_Objective_. Rewrite every line of the items with "Report" replaced by "Output", keeping everything else the same, and leave out the pictures.

_Given data_.
-- START --

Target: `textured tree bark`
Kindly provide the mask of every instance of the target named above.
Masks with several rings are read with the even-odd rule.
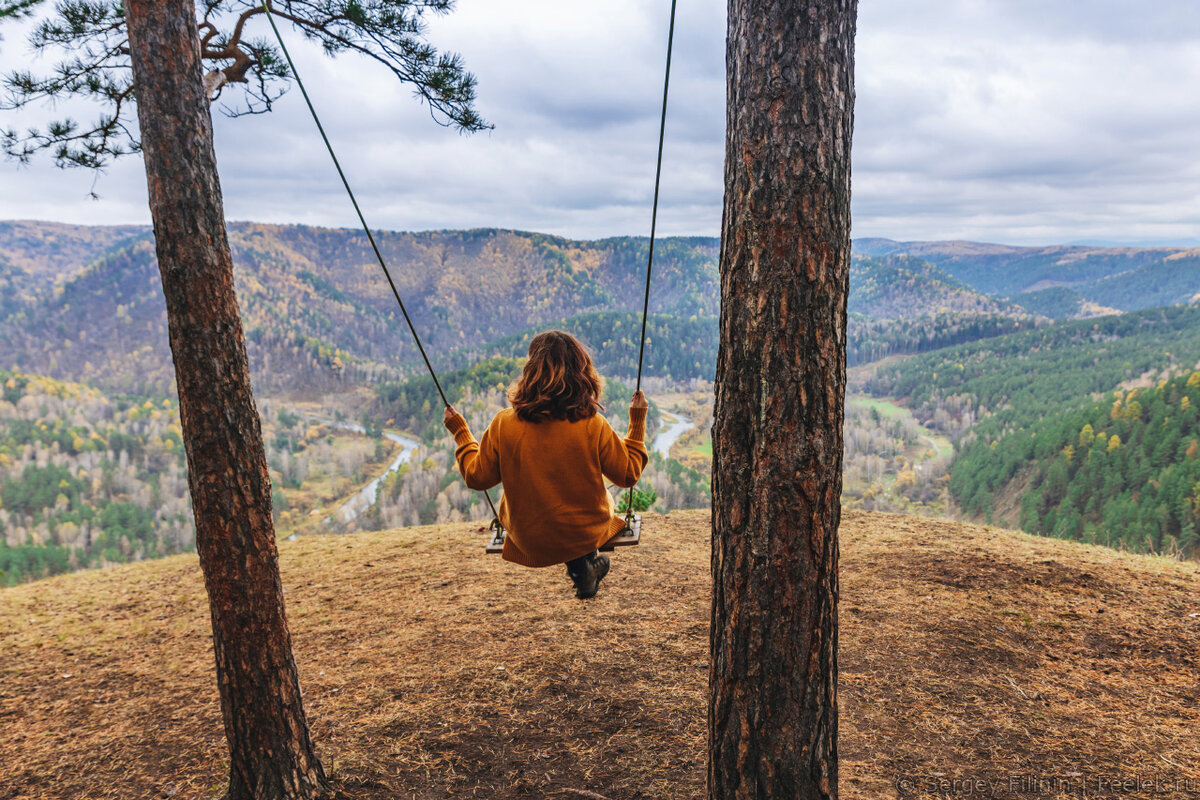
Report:
[[[192,0],[125,0],[196,512],[230,800],[329,794],[283,613],[271,487],[234,295]]]
[[[730,0],[708,792],[838,796],[856,0]]]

-- END --

_Reply to the exercise_.
Target: `textured tree bark`
Kindly provide the mask of every instance of the target named above.
Masks with several rings are read with the even-odd rule.
Output:
[[[192,0],[125,0],[196,512],[230,800],[329,794],[283,613],[271,487],[234,295]]]
[[[730,0],[708,792],[838,796],[856,0]]]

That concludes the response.